Крейцнах и его окрестности мне очень понравились. Расположенный на берегу реки Нахе, притоке Рейна, он окружен невысокими горами, на которых стоят средневековые замки, еще обитаемые в то время. Особенно понравился мне своей красотой Schloss Rheingrafen-Stein. Осматривать его было нельзя, т. к. в нем в это время жили его владельцы. Разумеется, мы с нашим гувернером ездили в Bingen на Рейне, отстоявший от Крейцнаха в 30-ти километрах по железной дороге. Там мы посетили знаменитую, расположенную на острове башню, называемую Mauseturm, в которой скупой епископ Гатон скопил когда-то большое количество зерна, которым он не захотел поделиться с народом в голодный год и который был съеден мышами, переплывшими Рейн. Переплыв на лодке на противоположный берег Рейна, мы посидели в прибрежном кабачке Rudesheim, славящимся своим вином. Взобравшись затем на гору до статуи Германии (Nieder Wald Denkmal), воздвигнутой в память франко-прусской войны 1870 года, и поднявшись в залу, помещавшуюся в ее голове, мы любовались через глаза статуи видом на Rheingau Assmaushaus и Schloss Johanisberg, имением кн. Меттерниха, славившимся лучшим вином на Рейне. Позднее, когда я читал Тургеневскую "Асю", описываемые там виды и типы жителей казались мне знакомыми. Только то, что Тургенев обошел пешком, с рюкзаком на спине, я объездил на велосипеде.

- ИСХОДНЫЕ ДАННЫЕ -

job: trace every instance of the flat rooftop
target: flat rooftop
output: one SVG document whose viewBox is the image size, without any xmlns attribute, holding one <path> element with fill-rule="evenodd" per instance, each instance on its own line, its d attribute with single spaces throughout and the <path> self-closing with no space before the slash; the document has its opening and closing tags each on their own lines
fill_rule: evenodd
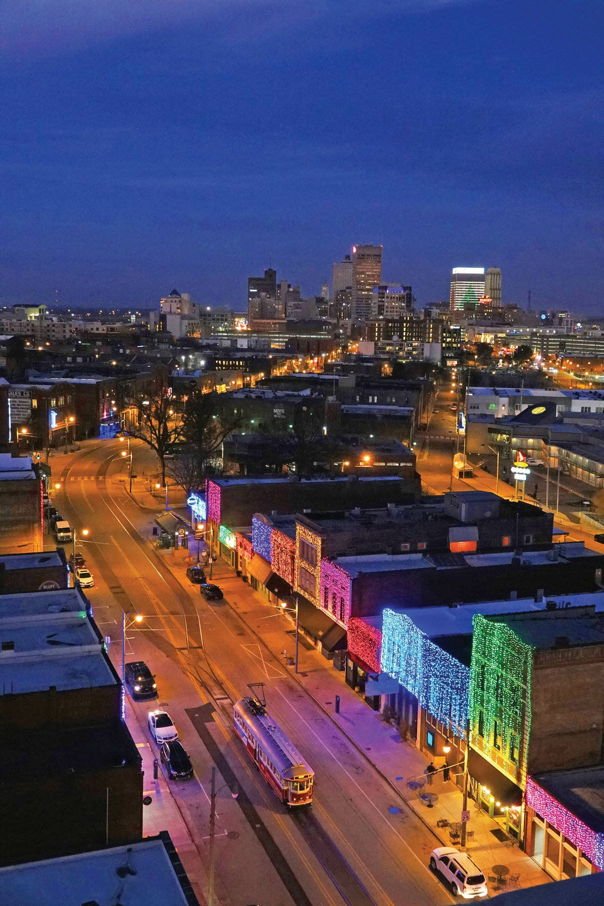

- ЧТО НУЖНО СДЕЛАТЬ -
Напишите продолжение отрывка о Крейцнахе, начав сразу после его последнего предложения. Данные — самостоятельный материал, с отрывком о Крейцнахе они не связаны.

- ОЖИДАЕМЫЙ ОТВЕТ -
(95) Впечатление, которое я вынес тогда от Германии, было такое милое и уютное. Чистота, порядок, честность и приветливость жителей в рамке мягкой и красивой природы давали покой и уверенность в будущем. Кто бы мог тогда подумать, что сначала под водительством Пруссии, а затем австрийского капрала Гитлера, этот милый, сентиментальный народ захочет покорить всю Европу и совершит неслыханные в истории зверства.

Моей матери надо было посоветоваться с известным профессором, жившим в Гейдельберге и читавшим лекции в его знаменитом университете. Поэтому, покинув Крейцнах, мы поехали в этот город. Для нас мальчиков, было большим удовольствием побывать в этом святилище немецкой науки и увидеть образец немецких студенческих нравов, о которых нам так много рассказывал сопровождавший нас гувернер Ф. Ф. Чернай. Его восторгу не было предела, о таком счастливом случае он не смел и мечтать. Тогда же я научился от него прелестному стихотворению, посвященному Гейдельбергу, но имени автора я, к сожалению, не запомнил:

Alt Heidelberg, Du feine,

Du Stadt an Ehren reich,

Am Neckar und am Maine

Kein andere kommt Dir gleich

Stadt frohieher Gesellen

An Weisheit reich und Wein

Klar sind des Stromes Wellen

Blau Auglein blitzen drein

Und wenn aus bundem Suden

Der Fruhing kommt ins Land

So weht Dir aus den Bluhen

Ein schimmernd Brautgewand.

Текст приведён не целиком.